▶ [Exercise] In the data below, count how many lines contain "body" and give that number by itself.
--*--
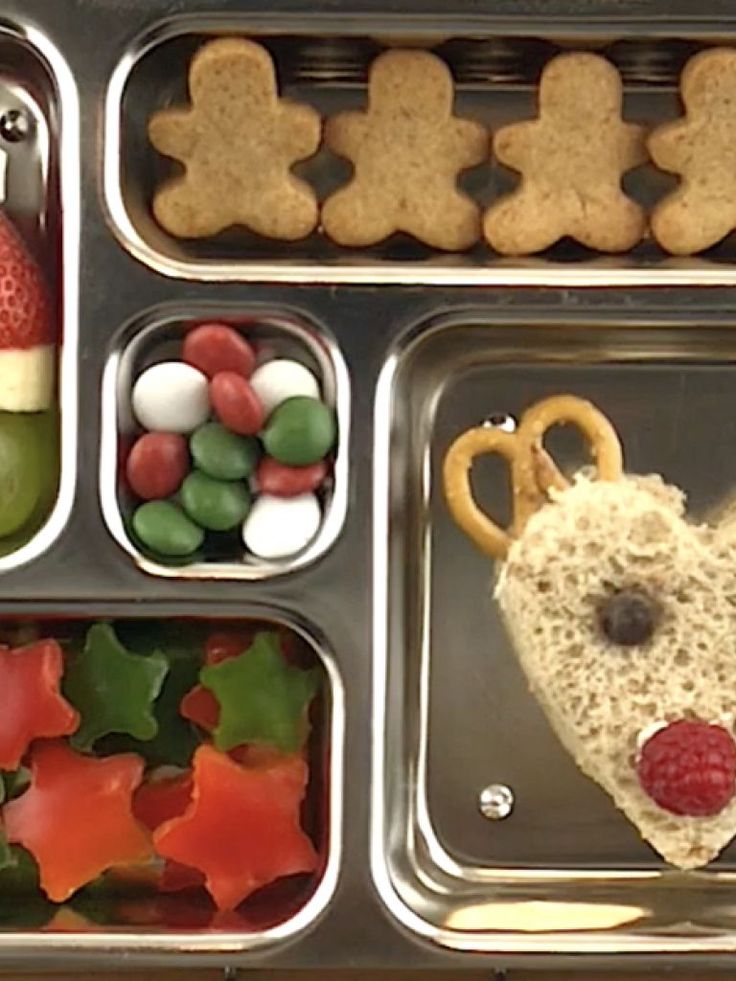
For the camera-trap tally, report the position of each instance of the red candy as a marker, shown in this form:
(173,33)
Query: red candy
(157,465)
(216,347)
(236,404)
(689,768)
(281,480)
--*--
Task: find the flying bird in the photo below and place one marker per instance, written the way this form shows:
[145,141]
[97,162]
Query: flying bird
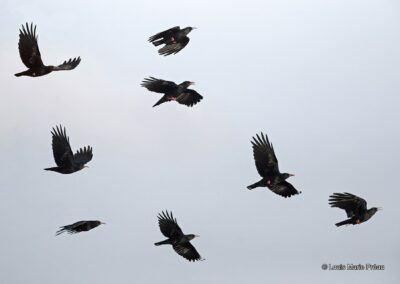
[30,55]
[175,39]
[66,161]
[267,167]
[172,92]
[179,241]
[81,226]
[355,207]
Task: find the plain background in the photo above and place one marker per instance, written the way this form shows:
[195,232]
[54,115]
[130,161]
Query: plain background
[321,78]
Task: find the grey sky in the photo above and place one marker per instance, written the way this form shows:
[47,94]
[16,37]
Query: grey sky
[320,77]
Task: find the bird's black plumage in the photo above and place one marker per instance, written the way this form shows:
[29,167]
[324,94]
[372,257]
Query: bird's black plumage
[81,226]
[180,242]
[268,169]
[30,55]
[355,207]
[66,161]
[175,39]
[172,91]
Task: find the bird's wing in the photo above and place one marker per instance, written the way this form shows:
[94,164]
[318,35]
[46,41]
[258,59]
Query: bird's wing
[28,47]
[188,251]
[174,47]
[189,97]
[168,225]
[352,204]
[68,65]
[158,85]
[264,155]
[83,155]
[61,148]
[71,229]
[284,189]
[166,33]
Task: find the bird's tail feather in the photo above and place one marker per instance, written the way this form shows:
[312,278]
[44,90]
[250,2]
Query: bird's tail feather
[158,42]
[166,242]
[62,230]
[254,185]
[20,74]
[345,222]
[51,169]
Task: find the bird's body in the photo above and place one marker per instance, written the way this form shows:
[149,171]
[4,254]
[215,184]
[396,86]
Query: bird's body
--*--
▶ [Result of the task] 2